> _TASK DETAILS_:
Produce an exact copy of the lines from the line containing "of the range" through the last line of the listing below, both ends included, and nothing else.

> _THE DATA_:

---

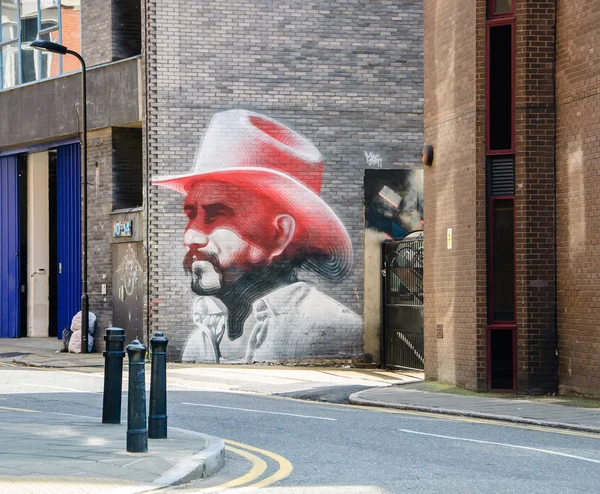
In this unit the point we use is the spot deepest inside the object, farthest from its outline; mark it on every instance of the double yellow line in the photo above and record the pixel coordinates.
(259, 467)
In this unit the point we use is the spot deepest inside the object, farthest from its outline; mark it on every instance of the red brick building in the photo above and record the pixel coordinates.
(511, 224)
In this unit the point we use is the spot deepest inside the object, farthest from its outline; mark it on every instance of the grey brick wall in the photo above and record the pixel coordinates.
(347, 75)
(127, 168)
(99, 177)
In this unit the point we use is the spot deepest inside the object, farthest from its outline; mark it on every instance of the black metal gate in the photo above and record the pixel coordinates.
(402, 288)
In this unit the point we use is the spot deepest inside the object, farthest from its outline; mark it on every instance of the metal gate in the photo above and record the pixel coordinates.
(9, 248)
(402, 287)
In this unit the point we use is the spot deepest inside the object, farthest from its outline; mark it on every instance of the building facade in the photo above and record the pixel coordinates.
(262, 119)
(510, 270)
(40, 160)
(245, 162)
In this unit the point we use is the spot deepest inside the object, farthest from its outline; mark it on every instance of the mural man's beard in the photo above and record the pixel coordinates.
(238, 296)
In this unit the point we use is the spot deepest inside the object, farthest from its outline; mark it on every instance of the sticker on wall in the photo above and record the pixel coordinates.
(255, 221)
(393, 202)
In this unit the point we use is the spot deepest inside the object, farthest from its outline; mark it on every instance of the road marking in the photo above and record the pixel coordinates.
(285, 466)
(61, 388)
(259, 466)
(258, 411)
(19, 410)
(459, 418)
(528, 448)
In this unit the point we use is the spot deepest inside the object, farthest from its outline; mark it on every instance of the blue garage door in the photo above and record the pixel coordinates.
(68, 193)
(9, 248)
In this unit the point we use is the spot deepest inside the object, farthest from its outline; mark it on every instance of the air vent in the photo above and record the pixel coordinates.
(502, 176)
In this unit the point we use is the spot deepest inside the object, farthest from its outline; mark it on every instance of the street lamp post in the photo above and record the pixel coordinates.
(51, 47)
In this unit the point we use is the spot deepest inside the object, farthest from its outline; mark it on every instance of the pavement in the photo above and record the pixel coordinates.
(57, 452)
(79, 453)
(547, 412)
(51, 452)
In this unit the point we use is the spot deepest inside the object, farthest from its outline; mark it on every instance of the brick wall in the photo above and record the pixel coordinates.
(347, 76)
(454, 279)
(111, 30)
(100, 159)
(578, 151)
(534, 175)
(71, 36)
(127, 168)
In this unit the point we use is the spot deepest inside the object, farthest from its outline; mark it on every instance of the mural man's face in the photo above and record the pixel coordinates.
(230, 232)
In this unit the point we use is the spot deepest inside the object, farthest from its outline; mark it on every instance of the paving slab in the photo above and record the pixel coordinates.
(512, 410)
(46, 452)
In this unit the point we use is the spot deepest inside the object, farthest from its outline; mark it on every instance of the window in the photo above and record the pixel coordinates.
(500, 67)
(24, 21)
(503, 260)
(500, 8)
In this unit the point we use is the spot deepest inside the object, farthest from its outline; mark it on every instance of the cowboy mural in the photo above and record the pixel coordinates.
(255, 222)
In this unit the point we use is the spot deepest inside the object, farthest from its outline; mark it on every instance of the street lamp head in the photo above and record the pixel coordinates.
(49, 46)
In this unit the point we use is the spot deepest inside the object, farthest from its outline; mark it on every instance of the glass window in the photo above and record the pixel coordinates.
(50, 61)
(503, 260)
(502, 6)
(24, 21)
(500, 118)
(8, 18)
(29, 30)
(48, 15)
(9, 65)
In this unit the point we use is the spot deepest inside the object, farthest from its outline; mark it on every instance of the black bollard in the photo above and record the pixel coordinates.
(113, 375)
(157, 420)
(137, 433)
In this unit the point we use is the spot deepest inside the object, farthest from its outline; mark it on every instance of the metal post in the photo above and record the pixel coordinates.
(84, 293)
(137, 433)
(113, 375)
(157, 420)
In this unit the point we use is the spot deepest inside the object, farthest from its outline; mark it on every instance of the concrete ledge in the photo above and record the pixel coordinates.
(203, 464)
(355, 399)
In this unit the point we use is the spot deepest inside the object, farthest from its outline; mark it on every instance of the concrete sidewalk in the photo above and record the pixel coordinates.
(51, 452)
(534, 411)
(45, 352)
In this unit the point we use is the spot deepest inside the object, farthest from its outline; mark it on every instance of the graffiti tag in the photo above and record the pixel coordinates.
(374, 160)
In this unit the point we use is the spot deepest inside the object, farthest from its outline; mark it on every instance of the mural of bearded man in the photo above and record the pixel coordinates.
(255, 220)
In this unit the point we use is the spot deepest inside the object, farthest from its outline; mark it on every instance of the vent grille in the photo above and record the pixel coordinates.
(503, 177)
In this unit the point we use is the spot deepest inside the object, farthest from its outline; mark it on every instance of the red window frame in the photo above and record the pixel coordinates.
(500, 21)
(491, 8)
(502, 327)
(491, 320)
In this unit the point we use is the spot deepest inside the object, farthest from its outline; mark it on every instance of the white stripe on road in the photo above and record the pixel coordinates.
(60, 388)
(547, 451)
(258, 411)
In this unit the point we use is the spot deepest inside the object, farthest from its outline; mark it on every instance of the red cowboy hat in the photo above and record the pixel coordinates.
(263, 155)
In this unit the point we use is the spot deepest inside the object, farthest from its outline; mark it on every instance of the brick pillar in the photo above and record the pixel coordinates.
(537, 370)
(455, 278)
(99, 178)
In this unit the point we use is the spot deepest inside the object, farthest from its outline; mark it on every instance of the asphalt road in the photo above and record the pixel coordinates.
(339, 448)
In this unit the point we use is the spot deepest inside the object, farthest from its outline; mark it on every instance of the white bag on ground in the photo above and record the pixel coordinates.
(76, 322)
(75, 342)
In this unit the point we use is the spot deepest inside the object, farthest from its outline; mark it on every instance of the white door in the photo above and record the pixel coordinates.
(38, 244)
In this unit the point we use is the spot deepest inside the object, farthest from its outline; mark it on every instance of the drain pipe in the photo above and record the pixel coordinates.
(555, 194)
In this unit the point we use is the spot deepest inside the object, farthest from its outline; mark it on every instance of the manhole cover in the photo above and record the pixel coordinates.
(12, 354)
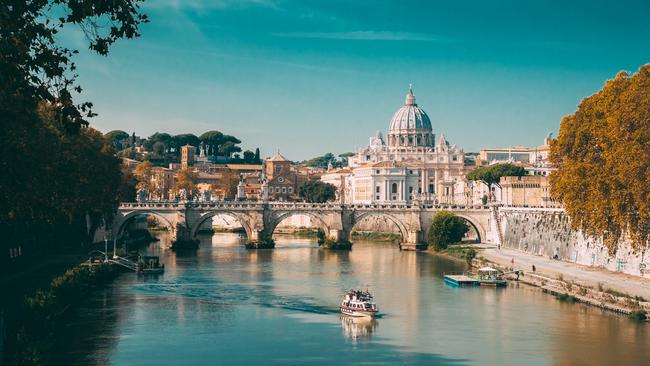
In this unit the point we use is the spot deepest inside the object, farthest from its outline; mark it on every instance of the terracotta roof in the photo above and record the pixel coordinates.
(244, 166)
(277, 157)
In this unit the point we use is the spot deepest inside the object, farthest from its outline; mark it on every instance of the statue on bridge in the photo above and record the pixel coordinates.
(141, 195)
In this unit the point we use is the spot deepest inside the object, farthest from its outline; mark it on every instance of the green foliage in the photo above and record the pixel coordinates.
(445, 229)
(329, 158)
(44, 310)
(34, 68)
(601, 155)
(317, 192)
(492, 173)
(116, 137)
(186, 180)
(55, 171)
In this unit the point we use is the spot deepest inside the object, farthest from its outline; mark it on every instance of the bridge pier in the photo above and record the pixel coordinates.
(182, 239)
(413, 241)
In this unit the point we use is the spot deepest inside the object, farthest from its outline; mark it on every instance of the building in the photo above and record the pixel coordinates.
(282, 180)
(410, 165)
(188, 156)
(533, 159)
(529, 190)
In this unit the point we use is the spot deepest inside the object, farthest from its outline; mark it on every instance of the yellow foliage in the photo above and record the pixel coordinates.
(602, 153)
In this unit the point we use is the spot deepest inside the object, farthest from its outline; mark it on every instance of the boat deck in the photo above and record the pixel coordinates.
(460, 280)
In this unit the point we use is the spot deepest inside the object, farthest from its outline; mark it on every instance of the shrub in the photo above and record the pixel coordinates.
(445, 229)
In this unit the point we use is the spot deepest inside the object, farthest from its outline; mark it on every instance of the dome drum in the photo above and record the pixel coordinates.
(410, 125)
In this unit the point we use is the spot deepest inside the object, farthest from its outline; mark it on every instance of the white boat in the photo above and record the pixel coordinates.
(359, 304)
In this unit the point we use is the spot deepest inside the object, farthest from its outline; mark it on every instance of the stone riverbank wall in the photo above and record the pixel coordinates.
(547, 232)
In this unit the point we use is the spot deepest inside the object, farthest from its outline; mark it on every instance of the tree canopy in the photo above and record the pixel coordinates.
(35, 68)
(329, 158)
(316, 191)
(56, 172)
(603, 163)
(446, 228)
(493, 173)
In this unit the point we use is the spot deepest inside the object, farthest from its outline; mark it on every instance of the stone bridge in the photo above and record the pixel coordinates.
(259, 220)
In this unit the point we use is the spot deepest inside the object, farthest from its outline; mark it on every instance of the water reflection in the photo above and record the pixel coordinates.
(280, 306)
(358, 328)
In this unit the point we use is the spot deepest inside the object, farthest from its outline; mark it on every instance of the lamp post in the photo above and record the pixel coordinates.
(105, 249)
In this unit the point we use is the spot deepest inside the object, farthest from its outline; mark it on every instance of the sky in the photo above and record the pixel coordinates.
(311, 77)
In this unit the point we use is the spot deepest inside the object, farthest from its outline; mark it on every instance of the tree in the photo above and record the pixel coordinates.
(345, 157)
(143, 175)
(322, 161)
(181, 140)
(492, 173)
(446, 228)
(128, 186)
(603, 165)
(315, 191)
(186, 180)
(34, 68)
(116, 137)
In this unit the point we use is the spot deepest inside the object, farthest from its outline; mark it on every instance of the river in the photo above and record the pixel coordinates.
(226, 305)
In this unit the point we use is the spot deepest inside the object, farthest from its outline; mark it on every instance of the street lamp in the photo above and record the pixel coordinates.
(105, 249)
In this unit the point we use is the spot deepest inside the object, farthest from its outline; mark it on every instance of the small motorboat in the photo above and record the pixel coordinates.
(150, 265)
(358, 303)
(488, 276)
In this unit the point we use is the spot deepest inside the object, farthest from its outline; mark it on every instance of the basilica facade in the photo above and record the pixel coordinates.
(409, 165)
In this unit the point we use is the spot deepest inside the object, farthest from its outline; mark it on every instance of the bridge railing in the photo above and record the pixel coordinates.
(255, 205)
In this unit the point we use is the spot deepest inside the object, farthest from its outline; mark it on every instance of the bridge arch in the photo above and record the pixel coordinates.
(357, 218)
(480, 231)
(316, 220)
(121, 221)
(241, 219)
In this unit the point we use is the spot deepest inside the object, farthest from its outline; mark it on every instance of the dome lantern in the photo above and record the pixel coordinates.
(410, 125)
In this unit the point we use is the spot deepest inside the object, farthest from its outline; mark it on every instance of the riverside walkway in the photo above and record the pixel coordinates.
(582, 275)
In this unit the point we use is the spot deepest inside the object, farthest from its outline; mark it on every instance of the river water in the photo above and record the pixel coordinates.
(226, 305)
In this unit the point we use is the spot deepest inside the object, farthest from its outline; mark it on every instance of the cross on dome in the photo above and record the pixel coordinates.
(410, 98)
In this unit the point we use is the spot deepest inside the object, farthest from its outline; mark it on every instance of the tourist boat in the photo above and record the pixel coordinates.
(488, 276)
(358, 303)
(150, 265)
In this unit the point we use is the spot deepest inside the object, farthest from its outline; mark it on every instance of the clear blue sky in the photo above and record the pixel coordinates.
(310, 77)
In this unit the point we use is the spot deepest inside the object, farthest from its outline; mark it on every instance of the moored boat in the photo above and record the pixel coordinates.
(150, 265)
(488, 276)
(358, 303)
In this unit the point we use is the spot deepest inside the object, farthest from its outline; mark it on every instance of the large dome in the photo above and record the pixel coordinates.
(409, 117)
(410, 125)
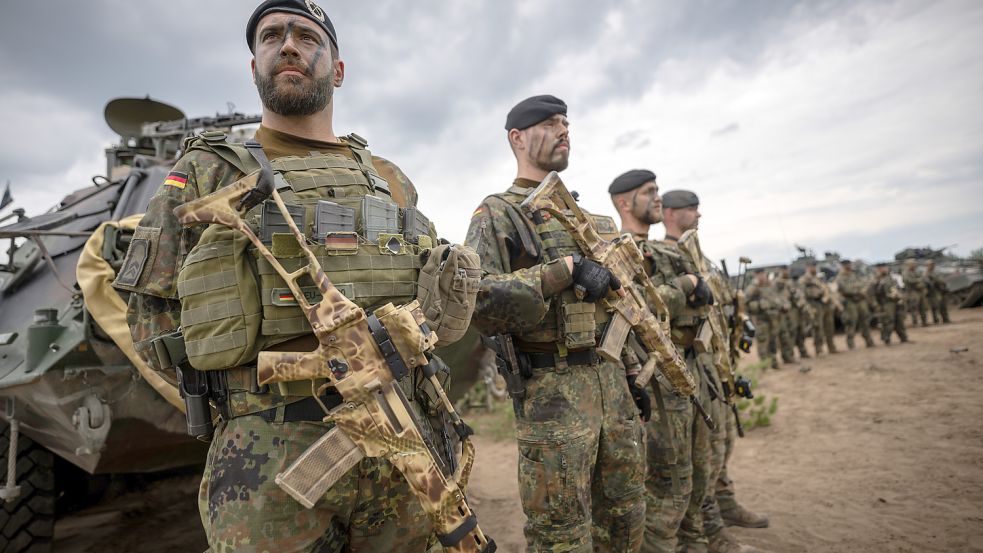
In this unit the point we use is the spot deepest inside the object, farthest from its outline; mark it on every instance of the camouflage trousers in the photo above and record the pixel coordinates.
(370, 509)
(856, 318)
(822, 326)
(917, 306)
(678, 468)
(892, 320)
(939, 305)
(581, 461)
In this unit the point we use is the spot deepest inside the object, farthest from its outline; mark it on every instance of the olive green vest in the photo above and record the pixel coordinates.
(569, 322)
(234, 304)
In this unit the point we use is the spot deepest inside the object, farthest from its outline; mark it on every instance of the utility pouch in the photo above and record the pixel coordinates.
(220, 306)
(578, 325)
(447, 288)
(704, 337)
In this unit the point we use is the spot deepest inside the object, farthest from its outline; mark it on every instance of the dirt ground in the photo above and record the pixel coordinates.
(871, 451)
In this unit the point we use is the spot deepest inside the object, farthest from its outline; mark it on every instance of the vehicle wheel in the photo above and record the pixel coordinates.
(27, 523)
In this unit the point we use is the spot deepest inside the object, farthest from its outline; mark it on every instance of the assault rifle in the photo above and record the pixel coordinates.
(689, 244)
(629, 308)
(363, 357)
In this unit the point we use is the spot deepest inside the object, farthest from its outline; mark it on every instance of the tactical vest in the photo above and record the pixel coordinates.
(234, 304)
(568, 322)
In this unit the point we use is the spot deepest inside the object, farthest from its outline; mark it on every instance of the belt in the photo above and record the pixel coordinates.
(306, 409)
(549, 360)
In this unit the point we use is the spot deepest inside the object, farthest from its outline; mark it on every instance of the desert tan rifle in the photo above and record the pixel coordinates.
(363, 357)
(629, 308)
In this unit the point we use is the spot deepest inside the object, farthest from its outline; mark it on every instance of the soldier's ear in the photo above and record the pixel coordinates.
(339, 73)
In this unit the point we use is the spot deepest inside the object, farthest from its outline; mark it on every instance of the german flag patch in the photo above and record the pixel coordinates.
(176, 179)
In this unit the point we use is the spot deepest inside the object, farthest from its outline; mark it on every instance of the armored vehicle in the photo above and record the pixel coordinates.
(75, 400)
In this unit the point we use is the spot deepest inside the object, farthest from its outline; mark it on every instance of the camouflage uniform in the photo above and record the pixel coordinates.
(891, 306)
(915, 289)
(242, 509)
(581, 442)
(856, 311)
(937, 292)
(817, 294)
(764, 305)
(788, 319)
(678, 476)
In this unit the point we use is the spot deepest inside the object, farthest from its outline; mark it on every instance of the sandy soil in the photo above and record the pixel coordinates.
(872, 450)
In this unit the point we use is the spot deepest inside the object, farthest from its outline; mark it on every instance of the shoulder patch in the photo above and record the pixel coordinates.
(176, 179)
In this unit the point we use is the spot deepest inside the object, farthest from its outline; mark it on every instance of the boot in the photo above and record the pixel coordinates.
(724, 542)
(739, 516)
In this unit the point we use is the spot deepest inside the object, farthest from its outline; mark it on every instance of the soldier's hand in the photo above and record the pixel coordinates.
(701, 294)
(591, 280)
(641, 397)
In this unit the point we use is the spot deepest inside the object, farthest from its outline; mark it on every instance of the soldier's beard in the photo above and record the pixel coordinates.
(295, 96)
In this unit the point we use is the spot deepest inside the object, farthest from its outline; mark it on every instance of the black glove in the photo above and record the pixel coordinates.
(641, 398)
(701, 294)
(591, 280)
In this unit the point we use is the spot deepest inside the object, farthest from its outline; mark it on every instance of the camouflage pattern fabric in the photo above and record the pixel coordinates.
(817, 295)
(581, 447)
(674, 518)
(916, 291)
(856, 311)
(764, 305)
(889, 301)
(370, 509)
(150, 274)
(937, 296)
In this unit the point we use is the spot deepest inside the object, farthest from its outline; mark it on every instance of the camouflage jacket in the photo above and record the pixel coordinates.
(851, 286)
(150, 272)
(913, 281)
(885, 290)
(518, 284)
(765, 300)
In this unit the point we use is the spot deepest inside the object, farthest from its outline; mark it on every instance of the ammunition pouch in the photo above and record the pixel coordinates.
(447, 288)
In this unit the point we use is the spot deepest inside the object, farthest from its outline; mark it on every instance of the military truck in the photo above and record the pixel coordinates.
(75, 400)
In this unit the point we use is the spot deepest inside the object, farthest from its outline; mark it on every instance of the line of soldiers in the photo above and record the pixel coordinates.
(787, 310)
(593, 476)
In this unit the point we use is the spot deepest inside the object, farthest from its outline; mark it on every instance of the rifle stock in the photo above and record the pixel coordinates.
(628, 307)
(363, 357)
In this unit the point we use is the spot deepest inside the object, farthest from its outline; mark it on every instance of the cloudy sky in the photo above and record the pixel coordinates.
(854, 126)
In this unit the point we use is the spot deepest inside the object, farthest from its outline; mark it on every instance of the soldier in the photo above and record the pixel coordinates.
(296, 67)
(937, 292)
(679, 475)
(581, 442)
(764, 305)
(915, 292)
(820, 298)
(856, 312)
(890, 304)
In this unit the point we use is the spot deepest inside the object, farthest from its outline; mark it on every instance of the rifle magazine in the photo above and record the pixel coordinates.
(319, 467)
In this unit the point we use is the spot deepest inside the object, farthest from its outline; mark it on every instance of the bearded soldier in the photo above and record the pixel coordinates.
(581, 442)
(682, 478)
(296, 67)
(916, 291)
(890, 304)
(765, 304)
(856, 311)
(937, 292)
(820, 299)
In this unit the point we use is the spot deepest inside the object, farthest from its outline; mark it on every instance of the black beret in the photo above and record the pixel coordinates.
(534, 110)
(678, 199)
(630, 180)
(306, 8)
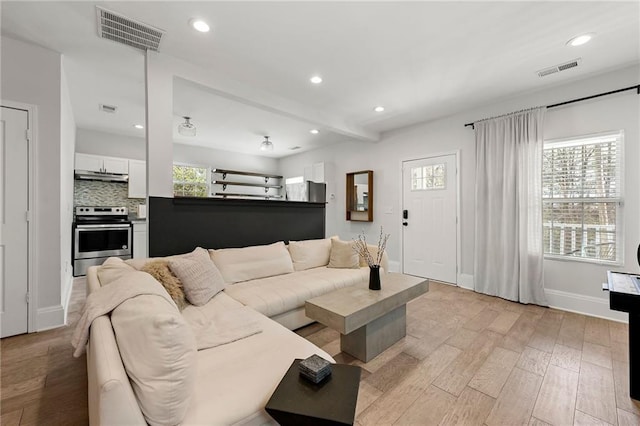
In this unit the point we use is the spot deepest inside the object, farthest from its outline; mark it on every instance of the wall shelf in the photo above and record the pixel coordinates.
(246, 183)
(232, 194)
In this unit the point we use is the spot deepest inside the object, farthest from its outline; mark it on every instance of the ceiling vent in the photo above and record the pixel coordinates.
(557, 68)
(116, 27)
(111, 109)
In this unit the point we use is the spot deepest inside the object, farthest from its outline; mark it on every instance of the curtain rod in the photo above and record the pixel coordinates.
(636, 87)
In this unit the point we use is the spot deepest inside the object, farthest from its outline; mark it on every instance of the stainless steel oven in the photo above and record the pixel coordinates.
(100, 233)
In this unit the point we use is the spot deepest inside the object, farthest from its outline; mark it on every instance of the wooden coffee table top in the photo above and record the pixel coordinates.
(350, 308)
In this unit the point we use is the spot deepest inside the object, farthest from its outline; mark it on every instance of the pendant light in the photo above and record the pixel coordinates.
(187, 128)
(266, 144)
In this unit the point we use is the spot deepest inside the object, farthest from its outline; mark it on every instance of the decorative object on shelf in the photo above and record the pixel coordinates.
(373, 260)
(266, 144)
(315, 368)
(187, 128)
(235, 182)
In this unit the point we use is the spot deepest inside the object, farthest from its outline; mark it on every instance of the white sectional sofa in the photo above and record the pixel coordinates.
(144, 365)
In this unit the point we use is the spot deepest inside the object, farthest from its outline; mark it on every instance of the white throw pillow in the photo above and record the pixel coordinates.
(200, 278)
(309, 254)
(250, 263)
(343, 255)
(159, 352)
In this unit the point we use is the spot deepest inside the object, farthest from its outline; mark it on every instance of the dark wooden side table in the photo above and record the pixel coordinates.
(297, 401)
(624, 296)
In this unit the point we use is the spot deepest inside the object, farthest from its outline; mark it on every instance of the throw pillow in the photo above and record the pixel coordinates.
(159, 269)
(159, 352)
(343, 255)
(112, 269)
(250, 263)
(200, 278)
(309, 254)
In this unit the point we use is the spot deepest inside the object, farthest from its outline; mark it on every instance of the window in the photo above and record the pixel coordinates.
(582, 198)
(189, 181)
(428, 177)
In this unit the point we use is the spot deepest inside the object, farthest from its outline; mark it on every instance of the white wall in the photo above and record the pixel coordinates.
(110, 144)
(67, 148)
(570, 285)
(32, 75)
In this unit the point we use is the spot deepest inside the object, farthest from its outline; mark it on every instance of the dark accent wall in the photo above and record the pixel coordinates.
(178, 225)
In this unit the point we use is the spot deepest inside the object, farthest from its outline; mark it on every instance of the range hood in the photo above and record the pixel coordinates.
(108, 177)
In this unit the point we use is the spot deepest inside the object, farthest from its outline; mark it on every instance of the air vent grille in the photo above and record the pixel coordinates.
(108, 108)
(557, 68)
(121, 29)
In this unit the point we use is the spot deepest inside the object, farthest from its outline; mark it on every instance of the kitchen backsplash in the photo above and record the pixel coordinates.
(98, 193)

---

> _THE RESULT_:
In this unit the point we use is the spot deepest inside the object, farthest from its outline; mark it on every instance of the range hood in the photo above and record the pixel coordinates.
(108, 177)
In this unit the point we use is the spot deepest inside the object, farthest from its outline; mark it on every instance of the air vent grille in the photo above and record the pixel coordinates.
(108, 108)
(557, 68)
(121, 29)
In this unit the point we use is the spot deepest inside the object, farthest from its outline; mark it on every instance of the kitchen backsplash in the photo above and record the pixel coordinates.
(98, 193)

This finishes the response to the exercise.